» **Aim**: Everything from the line containing "Target: black rubber tire" down to the last line of the entries below must be transcribed exactly, and nothing else.
Extracted material start
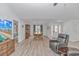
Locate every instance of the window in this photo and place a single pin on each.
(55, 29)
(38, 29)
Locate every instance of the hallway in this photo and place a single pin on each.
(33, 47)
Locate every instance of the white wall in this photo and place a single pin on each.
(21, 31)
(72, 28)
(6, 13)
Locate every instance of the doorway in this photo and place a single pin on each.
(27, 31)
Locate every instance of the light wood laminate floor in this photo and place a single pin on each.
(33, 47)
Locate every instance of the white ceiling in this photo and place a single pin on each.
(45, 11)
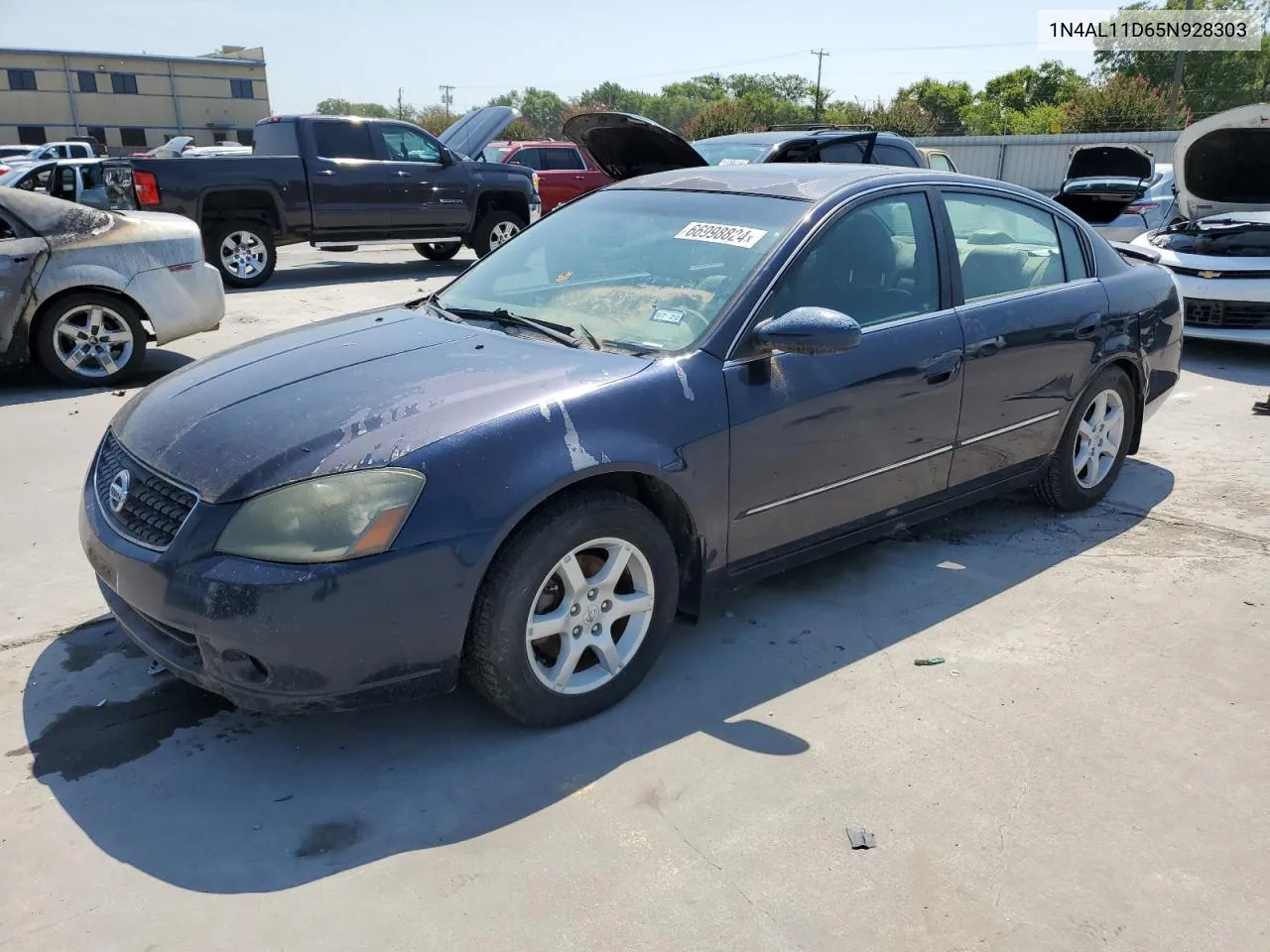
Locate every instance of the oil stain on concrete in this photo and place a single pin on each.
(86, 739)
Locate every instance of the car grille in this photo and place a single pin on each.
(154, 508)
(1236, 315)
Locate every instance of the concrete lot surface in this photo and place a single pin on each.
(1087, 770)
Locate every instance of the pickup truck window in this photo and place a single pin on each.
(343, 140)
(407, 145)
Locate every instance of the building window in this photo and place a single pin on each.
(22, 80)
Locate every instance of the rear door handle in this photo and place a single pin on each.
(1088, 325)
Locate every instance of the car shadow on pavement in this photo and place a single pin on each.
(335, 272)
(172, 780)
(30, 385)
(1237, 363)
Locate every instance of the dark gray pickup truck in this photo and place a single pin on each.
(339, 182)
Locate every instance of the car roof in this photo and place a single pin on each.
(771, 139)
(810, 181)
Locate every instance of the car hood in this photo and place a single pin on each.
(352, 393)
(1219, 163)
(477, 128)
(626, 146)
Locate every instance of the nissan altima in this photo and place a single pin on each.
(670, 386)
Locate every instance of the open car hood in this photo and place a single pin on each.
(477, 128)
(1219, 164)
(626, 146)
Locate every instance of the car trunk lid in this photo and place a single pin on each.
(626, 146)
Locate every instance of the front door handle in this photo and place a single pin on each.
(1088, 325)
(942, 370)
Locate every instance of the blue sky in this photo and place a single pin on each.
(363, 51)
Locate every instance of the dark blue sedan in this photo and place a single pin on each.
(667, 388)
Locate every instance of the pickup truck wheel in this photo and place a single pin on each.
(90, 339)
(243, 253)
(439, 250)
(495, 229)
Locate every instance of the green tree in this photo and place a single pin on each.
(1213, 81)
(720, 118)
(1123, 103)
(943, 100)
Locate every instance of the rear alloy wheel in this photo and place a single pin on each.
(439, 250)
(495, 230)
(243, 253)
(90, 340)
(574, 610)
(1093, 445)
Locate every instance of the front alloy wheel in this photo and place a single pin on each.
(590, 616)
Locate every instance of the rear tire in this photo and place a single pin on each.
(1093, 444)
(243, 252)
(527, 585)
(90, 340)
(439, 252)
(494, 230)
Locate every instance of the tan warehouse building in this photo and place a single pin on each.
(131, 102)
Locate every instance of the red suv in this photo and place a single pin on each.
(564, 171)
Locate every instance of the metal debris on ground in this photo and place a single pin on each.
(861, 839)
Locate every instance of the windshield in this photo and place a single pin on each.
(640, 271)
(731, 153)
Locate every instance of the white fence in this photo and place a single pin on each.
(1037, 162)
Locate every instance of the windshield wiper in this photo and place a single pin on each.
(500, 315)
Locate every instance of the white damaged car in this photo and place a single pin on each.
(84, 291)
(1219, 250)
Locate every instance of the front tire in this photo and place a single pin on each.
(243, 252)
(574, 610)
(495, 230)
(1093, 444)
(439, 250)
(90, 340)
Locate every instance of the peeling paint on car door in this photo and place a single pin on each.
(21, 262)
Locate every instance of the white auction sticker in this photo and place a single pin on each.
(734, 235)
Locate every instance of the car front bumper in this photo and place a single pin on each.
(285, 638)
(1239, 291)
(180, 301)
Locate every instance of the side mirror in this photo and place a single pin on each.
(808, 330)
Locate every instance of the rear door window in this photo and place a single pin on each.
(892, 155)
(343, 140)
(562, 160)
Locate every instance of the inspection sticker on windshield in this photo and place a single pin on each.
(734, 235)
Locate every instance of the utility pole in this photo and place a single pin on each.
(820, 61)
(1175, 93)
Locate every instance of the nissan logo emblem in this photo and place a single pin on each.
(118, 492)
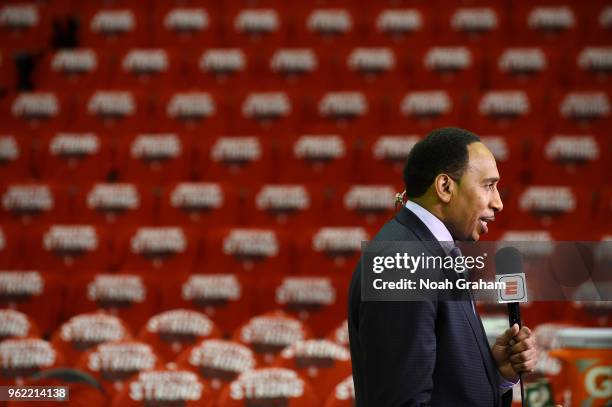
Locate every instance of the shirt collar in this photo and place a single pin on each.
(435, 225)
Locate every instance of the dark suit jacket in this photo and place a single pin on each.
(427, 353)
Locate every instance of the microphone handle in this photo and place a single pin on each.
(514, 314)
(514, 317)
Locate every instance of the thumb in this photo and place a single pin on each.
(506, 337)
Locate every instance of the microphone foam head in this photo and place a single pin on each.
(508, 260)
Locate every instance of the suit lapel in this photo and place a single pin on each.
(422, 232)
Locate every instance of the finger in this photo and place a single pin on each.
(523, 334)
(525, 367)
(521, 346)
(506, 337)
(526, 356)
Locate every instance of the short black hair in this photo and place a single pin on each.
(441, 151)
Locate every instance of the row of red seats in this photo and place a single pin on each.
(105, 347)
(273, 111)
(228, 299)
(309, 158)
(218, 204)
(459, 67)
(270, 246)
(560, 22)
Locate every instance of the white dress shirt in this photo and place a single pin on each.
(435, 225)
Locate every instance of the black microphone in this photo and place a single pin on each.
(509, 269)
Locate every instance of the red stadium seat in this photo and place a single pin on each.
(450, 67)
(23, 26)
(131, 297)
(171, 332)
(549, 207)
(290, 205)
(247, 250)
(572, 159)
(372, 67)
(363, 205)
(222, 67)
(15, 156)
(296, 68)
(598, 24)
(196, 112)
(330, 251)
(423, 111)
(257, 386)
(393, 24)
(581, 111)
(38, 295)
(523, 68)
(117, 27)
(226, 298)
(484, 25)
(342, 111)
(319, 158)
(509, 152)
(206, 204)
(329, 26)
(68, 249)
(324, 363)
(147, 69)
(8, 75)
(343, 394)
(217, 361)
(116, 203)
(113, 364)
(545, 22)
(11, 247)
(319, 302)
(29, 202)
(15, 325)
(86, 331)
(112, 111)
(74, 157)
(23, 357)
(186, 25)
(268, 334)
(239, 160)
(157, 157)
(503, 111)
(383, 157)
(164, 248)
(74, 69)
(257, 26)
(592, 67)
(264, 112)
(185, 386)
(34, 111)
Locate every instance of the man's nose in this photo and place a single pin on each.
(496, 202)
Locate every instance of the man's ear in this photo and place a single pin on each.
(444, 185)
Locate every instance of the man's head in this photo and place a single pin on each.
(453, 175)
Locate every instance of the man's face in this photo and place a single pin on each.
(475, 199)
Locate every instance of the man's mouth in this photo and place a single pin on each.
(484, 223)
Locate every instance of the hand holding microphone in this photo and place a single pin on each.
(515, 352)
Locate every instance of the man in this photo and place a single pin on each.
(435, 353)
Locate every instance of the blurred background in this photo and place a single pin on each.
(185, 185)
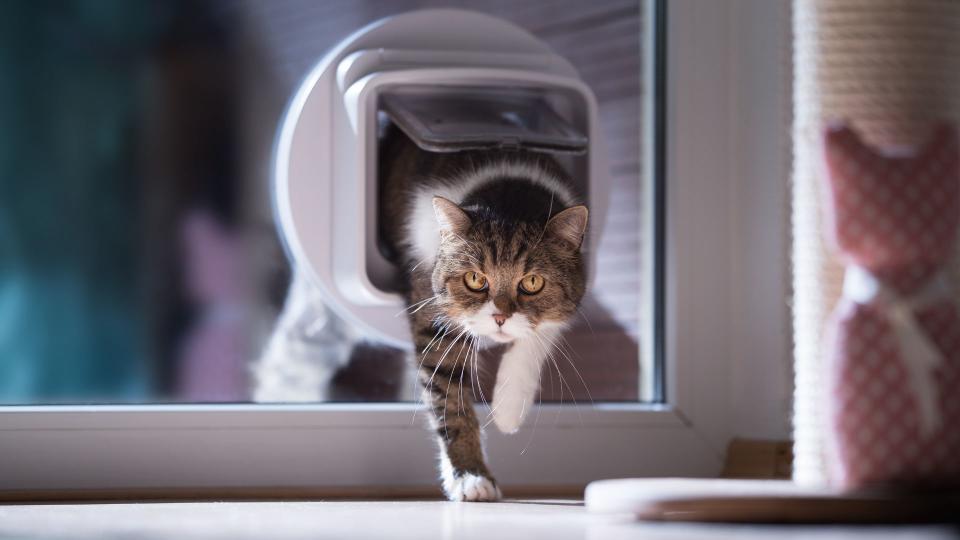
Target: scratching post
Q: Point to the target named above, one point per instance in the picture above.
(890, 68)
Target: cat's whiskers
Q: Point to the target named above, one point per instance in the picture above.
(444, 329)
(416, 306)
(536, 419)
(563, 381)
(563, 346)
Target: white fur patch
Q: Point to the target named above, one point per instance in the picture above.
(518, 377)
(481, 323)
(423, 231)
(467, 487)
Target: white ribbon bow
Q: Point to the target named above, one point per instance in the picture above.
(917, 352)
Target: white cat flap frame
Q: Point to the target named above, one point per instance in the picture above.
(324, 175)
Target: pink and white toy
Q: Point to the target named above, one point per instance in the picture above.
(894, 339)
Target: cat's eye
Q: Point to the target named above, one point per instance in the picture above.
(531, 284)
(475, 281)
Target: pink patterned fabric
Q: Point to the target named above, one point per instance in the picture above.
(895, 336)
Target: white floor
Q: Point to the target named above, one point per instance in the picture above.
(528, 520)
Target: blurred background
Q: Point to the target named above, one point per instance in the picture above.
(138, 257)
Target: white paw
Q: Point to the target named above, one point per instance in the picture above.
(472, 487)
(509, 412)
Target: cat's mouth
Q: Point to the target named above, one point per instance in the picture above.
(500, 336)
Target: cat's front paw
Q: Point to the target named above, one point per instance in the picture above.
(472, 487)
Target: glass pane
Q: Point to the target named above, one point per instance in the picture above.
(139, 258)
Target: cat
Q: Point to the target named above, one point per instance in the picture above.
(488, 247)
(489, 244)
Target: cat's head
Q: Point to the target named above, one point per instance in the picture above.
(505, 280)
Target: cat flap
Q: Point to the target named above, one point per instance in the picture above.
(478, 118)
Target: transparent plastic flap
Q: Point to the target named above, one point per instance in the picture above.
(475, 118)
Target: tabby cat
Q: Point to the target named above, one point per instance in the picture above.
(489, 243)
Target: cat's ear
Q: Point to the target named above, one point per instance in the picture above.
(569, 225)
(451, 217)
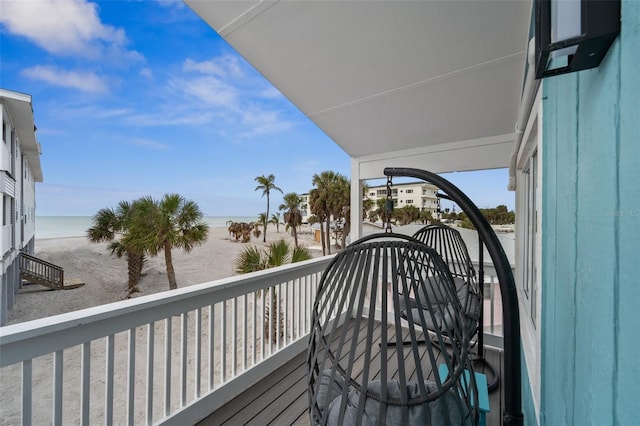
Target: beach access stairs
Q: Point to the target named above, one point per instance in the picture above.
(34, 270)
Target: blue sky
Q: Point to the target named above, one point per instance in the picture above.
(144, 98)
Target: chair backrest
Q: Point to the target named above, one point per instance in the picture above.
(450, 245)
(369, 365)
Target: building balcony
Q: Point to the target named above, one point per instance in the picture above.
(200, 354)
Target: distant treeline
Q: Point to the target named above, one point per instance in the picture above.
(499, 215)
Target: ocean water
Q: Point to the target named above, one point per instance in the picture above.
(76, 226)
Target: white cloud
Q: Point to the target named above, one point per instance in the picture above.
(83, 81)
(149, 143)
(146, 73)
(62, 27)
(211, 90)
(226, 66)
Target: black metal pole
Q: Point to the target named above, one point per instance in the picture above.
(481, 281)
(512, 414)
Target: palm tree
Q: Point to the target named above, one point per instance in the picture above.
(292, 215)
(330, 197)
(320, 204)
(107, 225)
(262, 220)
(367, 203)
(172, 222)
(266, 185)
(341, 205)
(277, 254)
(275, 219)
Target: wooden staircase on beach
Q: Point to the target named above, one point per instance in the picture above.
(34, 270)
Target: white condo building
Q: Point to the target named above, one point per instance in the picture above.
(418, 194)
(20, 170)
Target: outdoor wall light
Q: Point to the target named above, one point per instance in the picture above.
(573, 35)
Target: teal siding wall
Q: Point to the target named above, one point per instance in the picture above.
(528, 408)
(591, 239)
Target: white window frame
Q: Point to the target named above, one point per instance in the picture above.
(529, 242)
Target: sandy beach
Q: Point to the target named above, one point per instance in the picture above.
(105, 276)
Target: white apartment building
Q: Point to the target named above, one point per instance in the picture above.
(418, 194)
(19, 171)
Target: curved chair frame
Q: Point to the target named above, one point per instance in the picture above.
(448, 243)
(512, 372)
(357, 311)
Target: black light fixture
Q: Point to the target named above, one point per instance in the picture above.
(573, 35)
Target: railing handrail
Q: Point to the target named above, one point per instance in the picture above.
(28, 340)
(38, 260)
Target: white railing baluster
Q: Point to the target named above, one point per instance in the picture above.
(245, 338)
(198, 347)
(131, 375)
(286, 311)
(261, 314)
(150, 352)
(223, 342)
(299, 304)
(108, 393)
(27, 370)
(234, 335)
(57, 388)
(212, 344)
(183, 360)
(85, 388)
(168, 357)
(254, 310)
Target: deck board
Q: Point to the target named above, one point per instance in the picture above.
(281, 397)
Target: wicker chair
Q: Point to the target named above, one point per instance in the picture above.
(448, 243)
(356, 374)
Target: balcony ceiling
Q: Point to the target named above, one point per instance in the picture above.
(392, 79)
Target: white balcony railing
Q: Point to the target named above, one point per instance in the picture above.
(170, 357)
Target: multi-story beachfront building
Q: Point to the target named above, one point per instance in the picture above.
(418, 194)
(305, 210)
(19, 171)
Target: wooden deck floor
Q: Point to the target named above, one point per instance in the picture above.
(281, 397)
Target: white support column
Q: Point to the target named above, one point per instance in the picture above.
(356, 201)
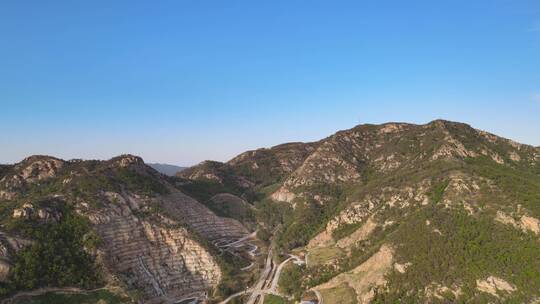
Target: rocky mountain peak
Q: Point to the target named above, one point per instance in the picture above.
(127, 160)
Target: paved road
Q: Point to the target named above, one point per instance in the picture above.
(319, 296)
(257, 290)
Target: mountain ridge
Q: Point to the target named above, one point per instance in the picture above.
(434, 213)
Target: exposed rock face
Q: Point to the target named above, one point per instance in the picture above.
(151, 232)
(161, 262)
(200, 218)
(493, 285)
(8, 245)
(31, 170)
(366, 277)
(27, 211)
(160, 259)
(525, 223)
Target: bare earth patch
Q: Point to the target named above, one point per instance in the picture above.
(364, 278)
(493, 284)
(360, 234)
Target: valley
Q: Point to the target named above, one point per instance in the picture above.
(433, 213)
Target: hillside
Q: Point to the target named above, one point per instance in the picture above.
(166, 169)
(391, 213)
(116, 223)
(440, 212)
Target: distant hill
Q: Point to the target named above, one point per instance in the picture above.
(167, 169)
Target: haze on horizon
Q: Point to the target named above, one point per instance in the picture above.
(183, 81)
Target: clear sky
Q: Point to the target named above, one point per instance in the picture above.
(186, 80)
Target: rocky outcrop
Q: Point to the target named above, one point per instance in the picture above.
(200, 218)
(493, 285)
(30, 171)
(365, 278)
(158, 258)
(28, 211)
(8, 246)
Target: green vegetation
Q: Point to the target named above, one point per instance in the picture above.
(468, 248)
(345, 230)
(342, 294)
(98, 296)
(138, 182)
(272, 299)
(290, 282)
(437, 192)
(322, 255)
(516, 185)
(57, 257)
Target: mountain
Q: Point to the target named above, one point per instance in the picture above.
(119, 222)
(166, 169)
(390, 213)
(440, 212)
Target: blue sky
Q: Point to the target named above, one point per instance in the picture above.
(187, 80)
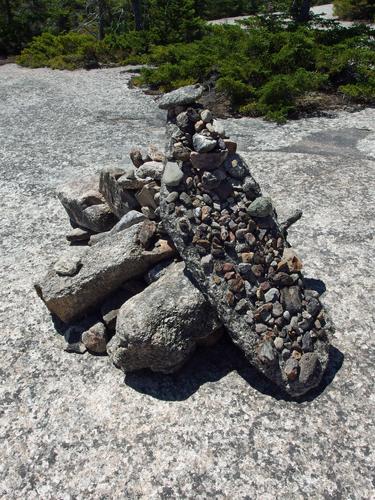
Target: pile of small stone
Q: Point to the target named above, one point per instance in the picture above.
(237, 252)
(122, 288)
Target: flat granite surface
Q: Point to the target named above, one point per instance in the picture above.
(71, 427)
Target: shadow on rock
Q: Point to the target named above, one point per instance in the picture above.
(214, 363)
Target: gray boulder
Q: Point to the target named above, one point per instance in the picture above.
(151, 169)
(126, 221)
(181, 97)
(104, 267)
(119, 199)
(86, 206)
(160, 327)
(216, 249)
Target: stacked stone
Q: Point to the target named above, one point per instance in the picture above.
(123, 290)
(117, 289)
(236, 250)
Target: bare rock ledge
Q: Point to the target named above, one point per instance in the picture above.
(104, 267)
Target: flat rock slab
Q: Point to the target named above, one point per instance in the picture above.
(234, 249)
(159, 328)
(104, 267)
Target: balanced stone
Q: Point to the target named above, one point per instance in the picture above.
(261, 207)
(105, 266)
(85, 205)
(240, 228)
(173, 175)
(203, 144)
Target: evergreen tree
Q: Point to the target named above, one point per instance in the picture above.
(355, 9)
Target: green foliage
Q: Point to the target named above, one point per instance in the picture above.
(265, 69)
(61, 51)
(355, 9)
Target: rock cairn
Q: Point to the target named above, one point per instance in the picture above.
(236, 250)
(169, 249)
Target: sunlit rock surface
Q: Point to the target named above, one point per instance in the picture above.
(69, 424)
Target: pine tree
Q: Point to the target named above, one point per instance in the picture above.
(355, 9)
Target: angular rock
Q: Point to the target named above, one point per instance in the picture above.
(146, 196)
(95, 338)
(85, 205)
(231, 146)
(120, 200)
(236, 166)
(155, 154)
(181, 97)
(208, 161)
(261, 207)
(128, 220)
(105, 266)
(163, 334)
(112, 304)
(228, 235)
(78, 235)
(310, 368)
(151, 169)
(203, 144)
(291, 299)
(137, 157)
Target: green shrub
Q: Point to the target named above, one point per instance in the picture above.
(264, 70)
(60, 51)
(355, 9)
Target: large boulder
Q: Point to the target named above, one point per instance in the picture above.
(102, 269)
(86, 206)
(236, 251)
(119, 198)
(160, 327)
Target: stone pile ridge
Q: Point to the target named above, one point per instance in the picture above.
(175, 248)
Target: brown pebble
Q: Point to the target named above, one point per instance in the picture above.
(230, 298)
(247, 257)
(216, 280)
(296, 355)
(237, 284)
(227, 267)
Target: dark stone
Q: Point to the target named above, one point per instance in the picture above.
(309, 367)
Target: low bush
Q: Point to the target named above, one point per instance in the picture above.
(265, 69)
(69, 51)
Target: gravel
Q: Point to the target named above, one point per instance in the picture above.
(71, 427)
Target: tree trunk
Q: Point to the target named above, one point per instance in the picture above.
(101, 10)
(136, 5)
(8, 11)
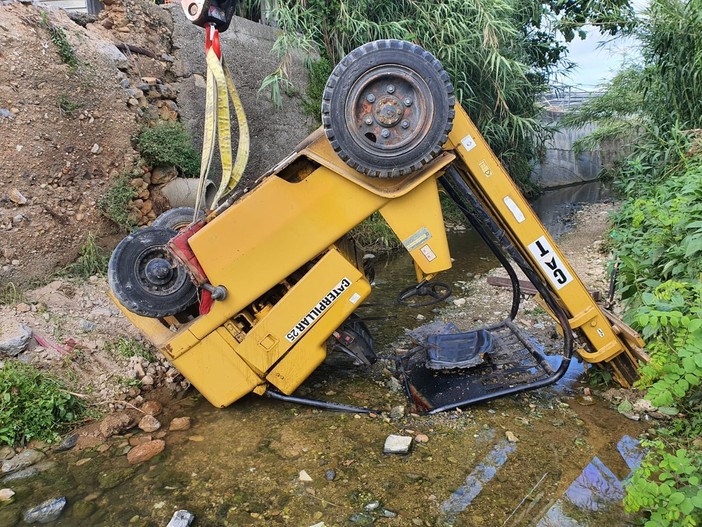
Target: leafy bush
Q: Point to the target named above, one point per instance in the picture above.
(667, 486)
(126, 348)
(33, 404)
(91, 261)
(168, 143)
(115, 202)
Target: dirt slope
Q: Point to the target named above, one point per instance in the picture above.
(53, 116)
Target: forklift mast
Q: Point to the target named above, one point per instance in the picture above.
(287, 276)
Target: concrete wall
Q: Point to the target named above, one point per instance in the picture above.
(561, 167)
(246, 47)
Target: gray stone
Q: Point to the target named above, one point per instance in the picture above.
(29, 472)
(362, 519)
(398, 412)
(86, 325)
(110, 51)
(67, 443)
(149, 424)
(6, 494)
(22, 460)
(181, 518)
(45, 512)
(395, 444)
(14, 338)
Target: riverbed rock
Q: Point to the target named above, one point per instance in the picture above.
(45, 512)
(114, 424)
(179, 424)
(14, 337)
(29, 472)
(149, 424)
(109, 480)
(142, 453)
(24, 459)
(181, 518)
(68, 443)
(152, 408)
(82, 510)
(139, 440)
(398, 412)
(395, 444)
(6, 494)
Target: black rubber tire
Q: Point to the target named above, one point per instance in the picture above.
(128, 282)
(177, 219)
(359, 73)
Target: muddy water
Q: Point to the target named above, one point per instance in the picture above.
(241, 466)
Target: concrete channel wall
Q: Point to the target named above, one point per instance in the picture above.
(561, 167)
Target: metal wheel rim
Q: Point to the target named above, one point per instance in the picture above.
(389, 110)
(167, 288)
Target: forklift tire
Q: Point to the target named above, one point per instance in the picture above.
Extracted material end
» **The answer**:
Target: black rubber tire
Q: Point to the target named above, one point per instance in the picture above.
(128, 282)
(177, 219)
(359, 73)
Target: muddy water
Q: Point to the target named above, one point per instance in the picture above.
(241, 466)
Target: concrete channel wall
Q: Point to the target named above, one point per instance in the picture above.
(561, 167)
Target: metal wheel rim
Q: Point to the target named above, one point per instance in the picture above.
(389, 110)
(167, 288)
Target: forklift tire
Q: Point to the target named above, one point per instance in the picture above.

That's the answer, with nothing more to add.